* BEGIN SELECTED EXCERPT *

In general the stability of such systems is not well understood, and we are not even – as far as my research has gone – even able to determine which sorts of differential equations are quasi-stable and lead to e.g. ‘planets in orbit’ and which are not.
In one of Roger Penrose’s books he makes the point that a computer large enough to predict the outcome of the monstrous non linear differential equations that comprised everything, would be as large as the Universe itself.
I am sure Douglas Adams realised this when in his fiction the earth was discovered to be simply a giant simulation experiment being run by pan dimensional white mice…
The point is this. We always have known, if we looked carefully, that this is all the case. It hasn’t been worth looking at it closer, because we didn’t have the tools to make anything of it.
Today with immense computing power perhaps we do. That’s all. Since 1970 or thereabouts the possibility of obtaining partial, more or less inaccurate solutions to some non linear differential equations has grown. Hence ‘climate change’ (still really beyond us).
Chaos theory is nothing new. What is new is that we have, with the digital computer, made very very slight inroads into partially solving a few of the more simple problems that comprise it.
This particular problem is worrhy of note because planetary orbits on 9-10 planets all of which obey Newtonian or Einsteinian mathematics is a relatively simple system and it should be possible to construct a model and run it backwards to validate against geologic data, and run it forward to see where we end up.
This is not however a new theory. merely the application of raw modern computing power to an old problem that we didn’t have the means to tackle hitherto. And one more likley to yield interesting results than trying to predict climate change with GCMs.
GCMS are essentially all about predicting the overall effective albedo of the earth given a more or less constant solar input. This would be about calculating the solar input variability.

Reply to  Golden
February 25, 2017 6:23 am

Leo, excellent explanation.

Greg
Reply to  Golden
February 25, 2017 9:05 am

GCMs are like trying to model the SS without knowing the mass of the planets nor having an accurate value for the position and velocity of any of the planets as a starting point and only having a rough idea of the value of the gravitational constant.
In fact Newton did not have an accurate value for the planetary masses but was still able to get further than GCMs which do not even get the first ten years of a run right.

Reply to  Pat Frank
February 24, 2017 4:25 pm

other influences” exactly what produces chaotic outcomes, or Newton’s reformation.

Golden
Reply to  Pat Frank
February 24, 2017 6:58 pm

Chaos is a modern concoction. It only appeared after the rejection of Einstein’s
“God doesn’t play dice with the universe.”

* END SELECTED EXCERPT *
* BEGIN RECORDS *

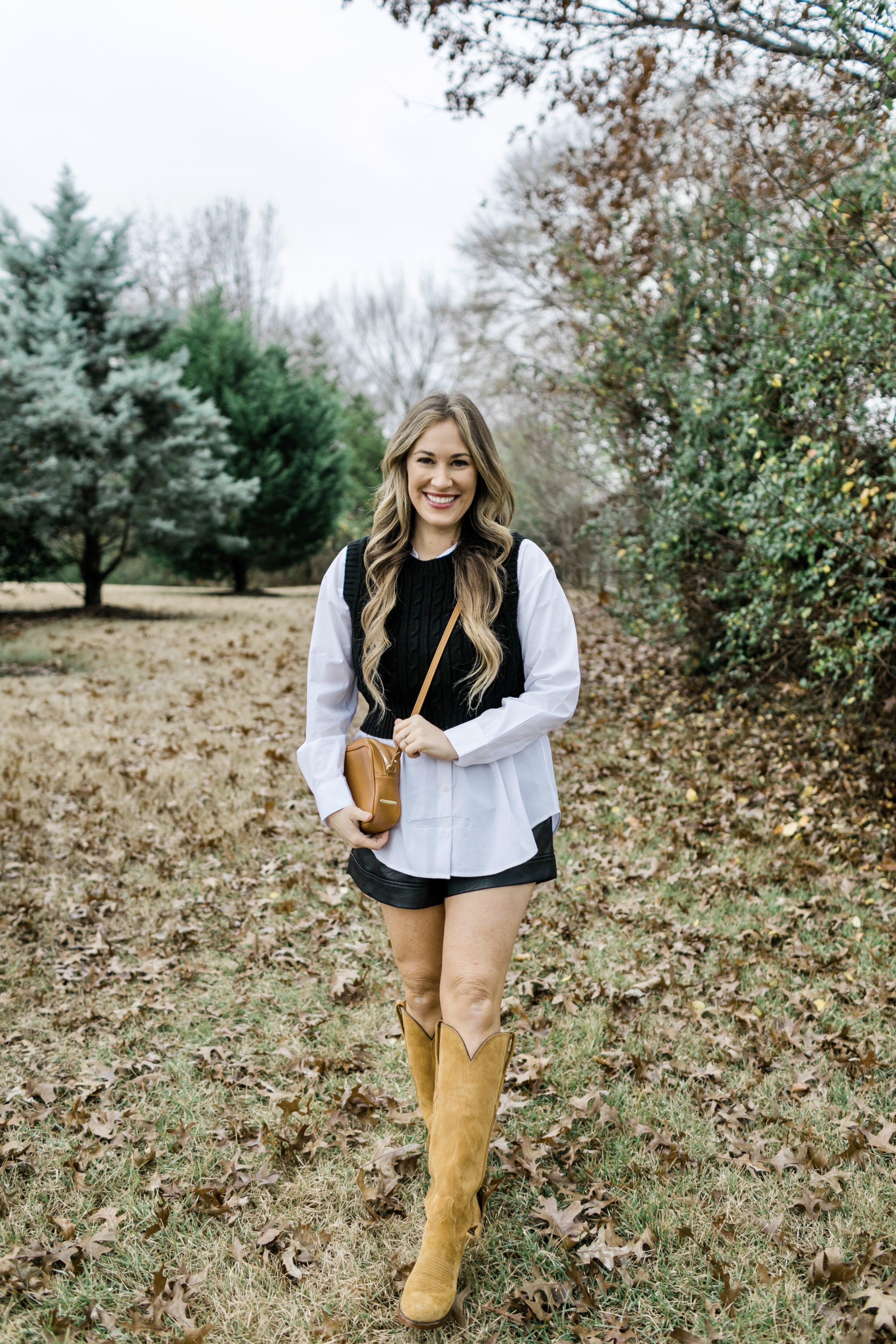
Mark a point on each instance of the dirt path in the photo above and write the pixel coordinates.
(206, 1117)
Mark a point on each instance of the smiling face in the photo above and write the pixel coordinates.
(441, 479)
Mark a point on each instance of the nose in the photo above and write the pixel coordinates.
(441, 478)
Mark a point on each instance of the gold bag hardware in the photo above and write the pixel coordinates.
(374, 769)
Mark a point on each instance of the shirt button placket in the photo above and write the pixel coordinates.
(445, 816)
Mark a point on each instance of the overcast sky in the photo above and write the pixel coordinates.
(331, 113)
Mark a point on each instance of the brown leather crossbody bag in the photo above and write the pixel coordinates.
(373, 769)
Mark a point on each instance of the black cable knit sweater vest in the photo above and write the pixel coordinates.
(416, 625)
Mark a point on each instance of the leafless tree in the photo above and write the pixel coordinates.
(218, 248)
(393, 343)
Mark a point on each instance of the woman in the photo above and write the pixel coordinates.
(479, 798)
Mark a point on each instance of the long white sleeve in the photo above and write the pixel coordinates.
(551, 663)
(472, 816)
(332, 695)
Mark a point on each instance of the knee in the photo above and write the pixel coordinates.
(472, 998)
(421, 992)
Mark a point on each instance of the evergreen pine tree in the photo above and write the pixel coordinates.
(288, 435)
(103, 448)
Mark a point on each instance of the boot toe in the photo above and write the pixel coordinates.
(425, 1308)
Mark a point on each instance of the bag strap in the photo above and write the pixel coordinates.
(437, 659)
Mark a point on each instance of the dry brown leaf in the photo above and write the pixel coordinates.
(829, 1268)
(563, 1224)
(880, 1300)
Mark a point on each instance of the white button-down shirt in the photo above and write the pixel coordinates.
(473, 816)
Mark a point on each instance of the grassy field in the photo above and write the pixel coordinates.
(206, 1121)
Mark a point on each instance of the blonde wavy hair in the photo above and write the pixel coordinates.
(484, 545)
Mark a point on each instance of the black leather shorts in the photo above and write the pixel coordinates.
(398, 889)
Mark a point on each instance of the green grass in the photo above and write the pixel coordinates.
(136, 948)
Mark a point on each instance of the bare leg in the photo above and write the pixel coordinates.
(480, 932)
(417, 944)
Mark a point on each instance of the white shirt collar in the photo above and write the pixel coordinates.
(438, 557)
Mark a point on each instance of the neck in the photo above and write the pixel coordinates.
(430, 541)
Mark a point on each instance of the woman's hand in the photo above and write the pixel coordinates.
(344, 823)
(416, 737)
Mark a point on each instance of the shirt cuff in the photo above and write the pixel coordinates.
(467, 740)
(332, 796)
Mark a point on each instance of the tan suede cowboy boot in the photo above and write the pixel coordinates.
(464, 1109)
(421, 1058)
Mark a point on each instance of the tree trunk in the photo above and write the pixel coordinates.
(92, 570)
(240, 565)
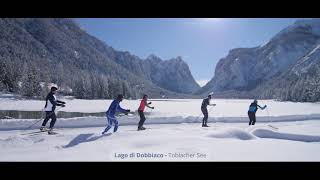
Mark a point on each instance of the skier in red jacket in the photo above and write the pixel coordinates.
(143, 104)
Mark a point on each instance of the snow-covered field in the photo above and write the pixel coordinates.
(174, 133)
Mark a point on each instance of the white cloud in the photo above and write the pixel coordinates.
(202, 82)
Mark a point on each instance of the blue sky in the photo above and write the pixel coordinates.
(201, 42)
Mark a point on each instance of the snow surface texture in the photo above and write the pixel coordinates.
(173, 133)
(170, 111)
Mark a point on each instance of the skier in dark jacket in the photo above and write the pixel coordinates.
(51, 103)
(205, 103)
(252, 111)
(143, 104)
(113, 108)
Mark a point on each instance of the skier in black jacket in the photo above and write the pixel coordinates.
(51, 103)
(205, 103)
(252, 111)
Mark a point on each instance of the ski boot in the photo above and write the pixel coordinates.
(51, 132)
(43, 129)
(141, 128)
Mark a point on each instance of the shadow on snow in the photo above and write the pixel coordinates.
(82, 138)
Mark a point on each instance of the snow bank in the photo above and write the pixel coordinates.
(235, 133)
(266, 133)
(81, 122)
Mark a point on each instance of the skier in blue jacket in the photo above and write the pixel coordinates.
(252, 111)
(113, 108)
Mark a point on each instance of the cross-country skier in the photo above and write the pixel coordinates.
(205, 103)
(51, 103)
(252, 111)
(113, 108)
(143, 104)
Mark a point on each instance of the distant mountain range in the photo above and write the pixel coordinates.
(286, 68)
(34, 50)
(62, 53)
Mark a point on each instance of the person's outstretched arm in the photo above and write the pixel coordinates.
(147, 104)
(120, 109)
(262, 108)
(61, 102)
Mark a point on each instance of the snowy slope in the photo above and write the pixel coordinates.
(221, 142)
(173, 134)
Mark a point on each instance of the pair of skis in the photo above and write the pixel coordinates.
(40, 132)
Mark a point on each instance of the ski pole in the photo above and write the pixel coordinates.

* END RECORDS *

EXERCISE REQUIREMENTS >>
a – Rewrite the comment thread from "GCMS are essentially" to "Leo, excellent explanation.", putting "reflectivity" in place of "albedo".
b – In the comment thread, how large does Roger Penrose say a computer able to predict the outcome of the non linear differential equations that make up everything would have to be?

SOLUTIONS PER TASK >>
a –
GCMS are essentially all about predicting the overall effective reflectivity of the earth given a more or less constant solar input. This would be about calculating the solar input variability.

Reply to  Golden
February 25, 2017 6:23 am

Leo, excellent explanation.

b – As large as the Universe itself.